Given data:

▼

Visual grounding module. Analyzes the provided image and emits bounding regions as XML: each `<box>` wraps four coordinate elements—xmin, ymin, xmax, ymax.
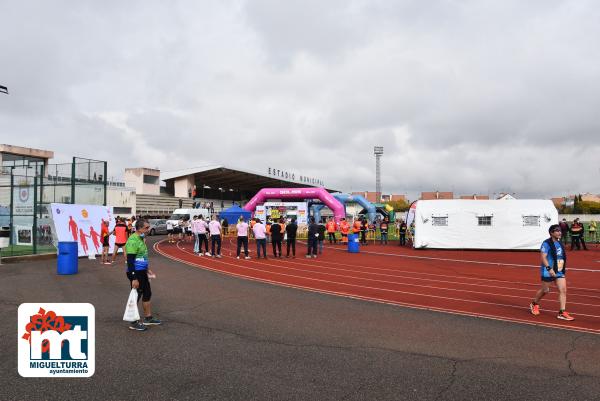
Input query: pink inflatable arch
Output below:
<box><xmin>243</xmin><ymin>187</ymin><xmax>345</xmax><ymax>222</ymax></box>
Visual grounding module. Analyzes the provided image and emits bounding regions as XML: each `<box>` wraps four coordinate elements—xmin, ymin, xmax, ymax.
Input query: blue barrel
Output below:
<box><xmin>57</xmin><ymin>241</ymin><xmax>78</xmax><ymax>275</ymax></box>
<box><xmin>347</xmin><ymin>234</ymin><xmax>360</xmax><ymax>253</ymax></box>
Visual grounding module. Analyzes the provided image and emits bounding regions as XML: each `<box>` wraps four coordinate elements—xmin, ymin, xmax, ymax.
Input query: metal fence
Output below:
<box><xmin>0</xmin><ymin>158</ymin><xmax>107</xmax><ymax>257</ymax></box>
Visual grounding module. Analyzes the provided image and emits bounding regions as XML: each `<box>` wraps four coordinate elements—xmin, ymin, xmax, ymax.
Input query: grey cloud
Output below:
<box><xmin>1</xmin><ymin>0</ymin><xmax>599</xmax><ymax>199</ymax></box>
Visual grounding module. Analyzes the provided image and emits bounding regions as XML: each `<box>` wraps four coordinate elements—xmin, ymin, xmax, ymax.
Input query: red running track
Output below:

▲

Problem description: Quote each line of the listing exactly, but leave the pictures out.

Answer space:
Visual grounding module. Analyzes the provided image and emits bounding regions as XML: each `<box>` wraps four coordinate elements—xmin, ymin, xmax, ymax.
Input query: pink inflatable arch
Output below:
<box><xmin>243</xmin><ymin>187</ymin><xmax>345</xmax><ymax>222</ymax></box>
Visual grounding module. Analyzes the provided image and emits bounding regions as XML: each `<box>` wraps four coordinate elements—xmin, ymin, xmax, ymax.
Input query: blue barrel
Output below:
<box><xmin>57</xmin><ymin>241</ymin><xmax>78</xmax><ymax>275</ymax></box>
<box><xmin>347</xmin><ymin>234</ymin><xmax>360</xmax><ymax>253</ymax></box>
Visual grounding module. Analyzes the provided image and emits bounding regions as XML: each `<box>` wraps four coordinate elements—xmin, ymin, xmax, ymax.
Input query: metal fence
Output below:
<box><xmin>0</xmin><ymin>158</ymin><xmax>107</xmax><ymax>257</ymax></box>
Visual grounding module. Analyzes the provided image and emits bounding regions as XML: each `<box>` wraps four coordinate elements—xmin, ymin, xmax, ymax.
Input query: grey cloud
Output below:
<box><xmin>1</xmin><ymin>0</ymin><xmax>599</xmax><ymax>199</ymax></box>
Visual grounding module. Analyzes the provided image and emits bounding regions as XML: each `<box>` wraps four coordinate elements—xmin, ymin, xmax, ymax.
Input query: red running track
Output below:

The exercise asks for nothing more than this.